• _AIM_: In the material, copy everything from the line containing "Would you kindly put a point on the bench slat" down to the line containing "point(411, 439)", swapping "bench slat" for "seat plank" and leaving all else as it is.

• _RECORDS SUPPLIED_:
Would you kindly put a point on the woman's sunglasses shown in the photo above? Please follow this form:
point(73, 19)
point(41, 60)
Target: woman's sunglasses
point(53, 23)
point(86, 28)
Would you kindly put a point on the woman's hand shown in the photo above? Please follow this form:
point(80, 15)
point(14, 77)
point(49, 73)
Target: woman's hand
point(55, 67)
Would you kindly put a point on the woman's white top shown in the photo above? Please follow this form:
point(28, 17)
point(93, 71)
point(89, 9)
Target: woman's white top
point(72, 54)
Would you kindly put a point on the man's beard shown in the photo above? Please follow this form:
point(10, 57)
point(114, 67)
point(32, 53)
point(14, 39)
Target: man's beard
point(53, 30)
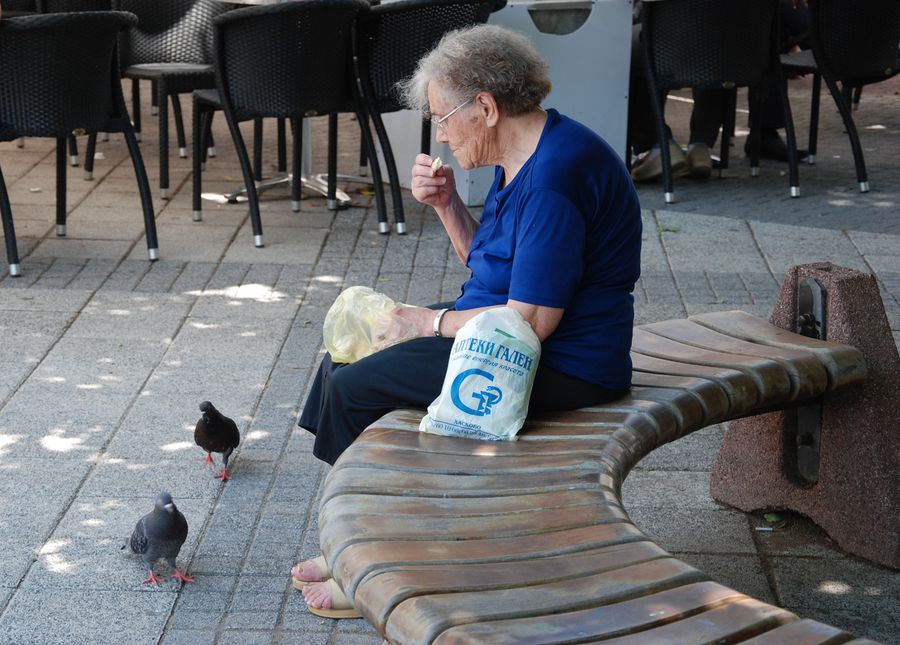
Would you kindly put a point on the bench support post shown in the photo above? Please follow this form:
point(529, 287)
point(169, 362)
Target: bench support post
point(853, 492)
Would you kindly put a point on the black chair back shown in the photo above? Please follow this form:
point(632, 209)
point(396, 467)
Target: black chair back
point(855, 41)
point(170, 31)
point(726, 43)
point(46, 91)
point(399, 33)
point(284, 60)
point(62, 6)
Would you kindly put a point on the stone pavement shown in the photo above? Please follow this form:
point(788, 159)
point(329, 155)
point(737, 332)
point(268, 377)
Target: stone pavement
point(107, 356)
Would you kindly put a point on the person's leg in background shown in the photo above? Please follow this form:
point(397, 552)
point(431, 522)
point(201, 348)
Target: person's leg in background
point(795, 31)
point(642, 133)
point(706, 121)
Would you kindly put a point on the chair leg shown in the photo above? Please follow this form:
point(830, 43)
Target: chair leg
point(844, 109)
point(332, 162)
point(393, 177)
point(179, 126)
point(729, 108)
point(363, 160)
point(257, 148)
point(791, 135)
point(73, 150)
point(61, 186)
point(368, 143)
point(281, 144)
point(814, 118)
point(136, 107)
point(89, 152)
point(197, 138)
point(140, 172)
point(163, 105)
point(756, 130)
point(857, 95)
point(9, 231)
point(252, 196)
point(296, 164)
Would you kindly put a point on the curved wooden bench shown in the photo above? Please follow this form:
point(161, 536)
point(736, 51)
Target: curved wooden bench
point(440, 539)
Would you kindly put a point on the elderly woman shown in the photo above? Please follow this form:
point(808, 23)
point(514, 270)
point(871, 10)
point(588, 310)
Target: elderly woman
point(558, 240)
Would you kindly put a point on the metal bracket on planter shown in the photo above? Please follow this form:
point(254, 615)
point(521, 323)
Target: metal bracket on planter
point(811, 322)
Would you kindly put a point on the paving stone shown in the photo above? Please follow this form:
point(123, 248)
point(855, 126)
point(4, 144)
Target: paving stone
point(695, 531)
point(33, 616)
point(189, 637)
point(848, 593)
point(743, 573)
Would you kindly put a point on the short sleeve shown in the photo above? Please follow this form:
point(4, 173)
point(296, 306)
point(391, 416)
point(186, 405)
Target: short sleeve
point(549, 259)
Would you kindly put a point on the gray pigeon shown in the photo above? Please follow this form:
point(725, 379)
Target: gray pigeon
point(160, 534)
point(215, 432)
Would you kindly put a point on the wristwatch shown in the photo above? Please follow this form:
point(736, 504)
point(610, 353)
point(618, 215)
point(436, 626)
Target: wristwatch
point(437, 322)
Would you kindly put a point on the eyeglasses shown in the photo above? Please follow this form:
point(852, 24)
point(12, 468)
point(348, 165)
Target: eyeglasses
point(440, 122)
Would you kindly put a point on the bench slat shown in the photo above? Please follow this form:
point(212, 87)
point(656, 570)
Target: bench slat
point(383, 527)
point(771, 380)
point(407, 461)
point(801, 632)
point(741, 389)
point(845, 364)
point(577, 626)
point(422, 618)
point(361, 559)
point(729, 623)
point(710, 394)
point(462, 507)
point(807, 374)
point(387, 589)
point(411, 439)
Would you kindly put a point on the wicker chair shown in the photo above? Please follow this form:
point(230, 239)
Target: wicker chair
point(715, 44)
point(59, 74)
point(394, 36)
point(172, 48)
point(305, 49)
point(854, 43)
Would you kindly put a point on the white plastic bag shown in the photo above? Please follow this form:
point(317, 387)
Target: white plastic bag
point(489, 379)
point(361, 322)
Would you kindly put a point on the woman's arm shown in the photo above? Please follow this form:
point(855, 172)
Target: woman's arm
point(543, 320)
point(437, 188)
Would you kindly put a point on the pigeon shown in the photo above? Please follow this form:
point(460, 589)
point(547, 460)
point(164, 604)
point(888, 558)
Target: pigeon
point(160, 534)
point(216, 433)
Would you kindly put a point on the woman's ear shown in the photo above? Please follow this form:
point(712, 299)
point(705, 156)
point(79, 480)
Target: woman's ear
point(487, 104)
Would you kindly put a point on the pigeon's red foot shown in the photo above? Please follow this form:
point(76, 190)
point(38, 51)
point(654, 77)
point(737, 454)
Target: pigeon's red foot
point(153, 578)
point(180, 576)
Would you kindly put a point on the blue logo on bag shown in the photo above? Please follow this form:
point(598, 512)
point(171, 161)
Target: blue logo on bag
point(487, 398)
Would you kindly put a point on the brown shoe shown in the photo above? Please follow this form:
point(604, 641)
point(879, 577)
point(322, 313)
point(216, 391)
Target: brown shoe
point(699, 161)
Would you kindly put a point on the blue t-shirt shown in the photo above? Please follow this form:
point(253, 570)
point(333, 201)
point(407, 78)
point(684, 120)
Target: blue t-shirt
point(565, 233)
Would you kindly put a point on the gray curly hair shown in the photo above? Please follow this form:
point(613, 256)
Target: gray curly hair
point(483, 58)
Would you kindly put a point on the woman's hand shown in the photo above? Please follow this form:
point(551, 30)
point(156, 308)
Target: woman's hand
point(436, 188)
point(420, 319)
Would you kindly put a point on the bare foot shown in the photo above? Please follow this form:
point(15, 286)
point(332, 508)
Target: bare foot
point(312, 570)
point(327, 600)
point(319, 595)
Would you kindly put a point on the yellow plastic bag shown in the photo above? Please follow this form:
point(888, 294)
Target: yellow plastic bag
point(361, 322)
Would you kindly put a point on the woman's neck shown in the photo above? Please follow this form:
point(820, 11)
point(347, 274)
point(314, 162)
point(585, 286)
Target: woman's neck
point(517, 139)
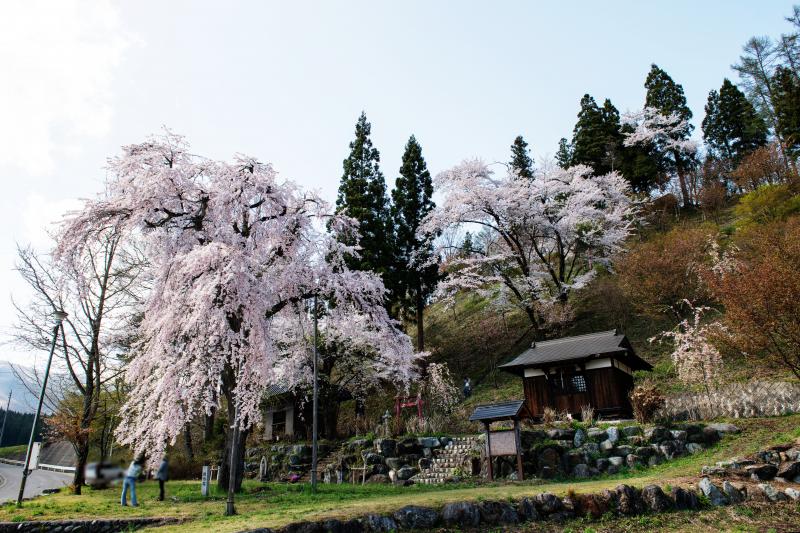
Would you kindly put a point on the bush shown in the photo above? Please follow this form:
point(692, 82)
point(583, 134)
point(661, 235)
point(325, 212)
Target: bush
point(646, 401)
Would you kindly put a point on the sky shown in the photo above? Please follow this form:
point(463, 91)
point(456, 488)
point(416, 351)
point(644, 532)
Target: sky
point(286, 81)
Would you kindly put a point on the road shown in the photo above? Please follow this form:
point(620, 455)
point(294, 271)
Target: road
point(39, 480)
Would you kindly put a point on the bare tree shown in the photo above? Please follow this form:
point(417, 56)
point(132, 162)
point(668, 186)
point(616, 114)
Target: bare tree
point(101, 288)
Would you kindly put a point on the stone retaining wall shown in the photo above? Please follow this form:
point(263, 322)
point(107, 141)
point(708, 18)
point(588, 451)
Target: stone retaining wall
point(84, 526)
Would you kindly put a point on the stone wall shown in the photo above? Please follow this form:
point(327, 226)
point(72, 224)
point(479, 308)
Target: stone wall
point(735, 400)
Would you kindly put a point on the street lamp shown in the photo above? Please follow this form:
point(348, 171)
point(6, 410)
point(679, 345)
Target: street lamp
point(59, 318)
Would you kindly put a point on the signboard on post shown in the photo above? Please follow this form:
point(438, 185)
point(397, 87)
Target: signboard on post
point(34, 464)
point(204, 482)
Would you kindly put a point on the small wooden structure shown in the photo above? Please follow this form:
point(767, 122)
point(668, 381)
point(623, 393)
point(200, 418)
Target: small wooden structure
point(503, 442)
point(586, 370)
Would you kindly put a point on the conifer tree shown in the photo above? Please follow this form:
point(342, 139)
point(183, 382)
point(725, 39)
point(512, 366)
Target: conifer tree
point(732, 128)
point(564, 153)
point(415, 274)
point(362, 196)
point(666, 96)
point(521, 163)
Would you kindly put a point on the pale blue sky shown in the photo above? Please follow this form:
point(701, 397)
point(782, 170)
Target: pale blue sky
point(285, 81)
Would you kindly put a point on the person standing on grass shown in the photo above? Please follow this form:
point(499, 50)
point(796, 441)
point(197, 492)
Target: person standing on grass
point(162, 475)
point(129, 482)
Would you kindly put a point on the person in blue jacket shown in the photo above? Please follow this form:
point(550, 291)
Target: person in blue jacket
point(134, 470)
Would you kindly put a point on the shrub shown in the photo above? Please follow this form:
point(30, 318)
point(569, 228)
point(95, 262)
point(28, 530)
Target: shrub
point(646, 401)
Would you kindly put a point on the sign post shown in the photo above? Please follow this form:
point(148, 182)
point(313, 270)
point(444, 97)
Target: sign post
point(204, 482)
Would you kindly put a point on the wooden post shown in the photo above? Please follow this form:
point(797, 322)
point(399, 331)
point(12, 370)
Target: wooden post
point(519, 450)
point(489, 450)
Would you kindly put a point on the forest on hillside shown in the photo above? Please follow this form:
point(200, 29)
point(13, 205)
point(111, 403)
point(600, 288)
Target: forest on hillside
point(196, 286)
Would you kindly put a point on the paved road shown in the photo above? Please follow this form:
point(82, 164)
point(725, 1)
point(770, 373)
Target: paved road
point(39, 480)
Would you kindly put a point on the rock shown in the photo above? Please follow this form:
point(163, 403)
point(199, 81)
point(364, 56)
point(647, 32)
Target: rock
point(415, 517)
point(496, 512)
point(694, 448)
point(715, 497)
point(657, 433)
point(386, 447)
point(631, 431)
point(372, 458)
point(429, 442)
point(579, 438)
point(723, 428)
point(616, 460)
point(761, 472)
point(461, 514)
point(377, 523)
point(547, 503)
point(655, 500)
point(596, 433)
point(684, 499)
point(679, 434)
point(792, 493)
point(772, 494)
point(526, 510)
point(581, 471)
point(789, 470)
point(628, 500)
point(632, 461)
point(407, 472)
point(734, 495)
point(395, 463)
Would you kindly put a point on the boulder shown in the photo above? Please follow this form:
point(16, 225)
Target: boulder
point(581, 471)
point(429, 442)
point(684, 499)
point(631, 431)
point(579, 439)
point(655, 500)
point(734, 495)
point(771, 493)
point(710, 491)
point(789, 471)
point(629, 501)
point(547, 503)
point(373, 522)
point(461, 514)
point(723, 428)
point(526, 510)
point(497, 512)
point(415, 517)
point(761, 472)
point(596, 433)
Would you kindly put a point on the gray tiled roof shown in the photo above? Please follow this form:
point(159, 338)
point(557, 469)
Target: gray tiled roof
point(497, 411)
point(579, 347)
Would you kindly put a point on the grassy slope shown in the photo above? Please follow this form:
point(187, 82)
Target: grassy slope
point(277, 504)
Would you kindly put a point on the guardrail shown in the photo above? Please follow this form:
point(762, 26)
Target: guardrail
point(42, 466)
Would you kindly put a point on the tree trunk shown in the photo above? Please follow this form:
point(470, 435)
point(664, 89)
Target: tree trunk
point(224, 467)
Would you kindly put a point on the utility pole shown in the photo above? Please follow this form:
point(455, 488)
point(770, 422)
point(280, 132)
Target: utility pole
point(316, 394)
point(60, 316)
point(5, 417)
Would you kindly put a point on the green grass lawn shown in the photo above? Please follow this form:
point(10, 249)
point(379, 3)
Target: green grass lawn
point(274, 504)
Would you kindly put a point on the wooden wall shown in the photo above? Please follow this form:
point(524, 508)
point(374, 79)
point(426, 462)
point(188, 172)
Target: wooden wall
point(607, 391)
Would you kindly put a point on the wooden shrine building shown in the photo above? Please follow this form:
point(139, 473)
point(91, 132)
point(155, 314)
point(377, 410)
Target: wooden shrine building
point(568, 373)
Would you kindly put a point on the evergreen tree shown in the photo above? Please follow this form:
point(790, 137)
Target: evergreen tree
point(415, 279)
point(521, 163)
point(564, 153)
point(786, 98)
point(362, 196)
point(666, 96)
point(732, 128)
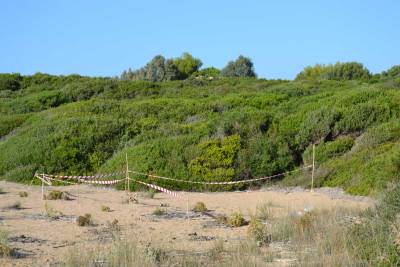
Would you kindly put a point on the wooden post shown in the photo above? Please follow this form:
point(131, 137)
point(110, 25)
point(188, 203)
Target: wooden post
point(127, 171)
point(313, 169)
point(42, 187)
point(187, 208)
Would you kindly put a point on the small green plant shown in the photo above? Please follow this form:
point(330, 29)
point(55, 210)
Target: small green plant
point(105, 208)
point(5, 250)
point(51, 212)
point(15, 206)
point(57, 194)
point(200, 207)
point(258, 232)
point(236, 219)
point(148, 194)
point(264, 211)
point(217, 249)
point(23, 194)
point(85, 220)
point(221, 219)
point(159, 212)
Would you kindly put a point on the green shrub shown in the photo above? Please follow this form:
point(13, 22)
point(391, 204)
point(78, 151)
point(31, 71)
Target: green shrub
point(85, 220)
point(236, 219)
point(200, 207)
point(259, 232)
point(159, 212)
point(328, 150)
point(5, 249)
point(105, 208)
point(57, 194)
point(23, 194)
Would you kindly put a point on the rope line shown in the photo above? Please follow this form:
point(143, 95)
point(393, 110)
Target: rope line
point(86, 177)
point(159, 188)
point(220, 183)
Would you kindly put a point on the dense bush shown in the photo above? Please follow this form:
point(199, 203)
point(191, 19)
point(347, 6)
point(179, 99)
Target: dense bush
point(221, 129)
point(338, 71)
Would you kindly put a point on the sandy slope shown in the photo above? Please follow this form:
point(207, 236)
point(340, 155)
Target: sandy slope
point(41, 241)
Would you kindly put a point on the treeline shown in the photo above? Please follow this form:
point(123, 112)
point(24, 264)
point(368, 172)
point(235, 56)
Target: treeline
point(181, 68)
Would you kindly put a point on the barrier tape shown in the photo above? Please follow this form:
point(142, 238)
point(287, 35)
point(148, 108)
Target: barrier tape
point(159, 188)
point(101, 182)
point(86, 177)
point(108, 182)
point(220, 183)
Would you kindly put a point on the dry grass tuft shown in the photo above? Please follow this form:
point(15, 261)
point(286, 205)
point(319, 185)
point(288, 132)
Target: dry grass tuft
point(236, 219)
point(57, 194)
point(5, 250)
point(105, 208)
point(85, 220)
point(200, 207)
point(23, 194)
point(159, 212)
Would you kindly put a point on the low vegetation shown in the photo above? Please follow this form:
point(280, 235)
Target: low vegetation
point(57, 194)
point(23, 194)
point(224, 129)
point(105, 208)
point(200, 207)
point(159, 212)
point(236, 219)
point(5, 249)
point(85, 220)
point(51, 212)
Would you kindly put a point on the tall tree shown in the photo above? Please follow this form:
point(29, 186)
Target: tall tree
point(241, 67)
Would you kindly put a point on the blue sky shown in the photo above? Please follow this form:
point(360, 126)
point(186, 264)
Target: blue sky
point(102, 38)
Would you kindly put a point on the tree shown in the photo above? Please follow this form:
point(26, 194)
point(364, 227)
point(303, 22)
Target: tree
point(155, 69)
point(393, 72)
point(187, 64)
point(339, 71)
point(10, 81)
point(241, 67)
point(207, 72)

• _WRITTEN ANSWER_:
Would you kindly put a point on the seat plank shown in the photo above? Please follow this form:
point(212, 87)
point(656, 570)
Target: seat plank
point(383, 527)
point(771, 380)
point(407, 461)
point(801, 632)
point(741, 389)
point(845, 364)
point(577, 626)
point(422, 618)
point(361, 559)
point(729, 623)
point(710, 394)
point(462, 507)
point(807, 374)
point(387, 589)
point(411, 439)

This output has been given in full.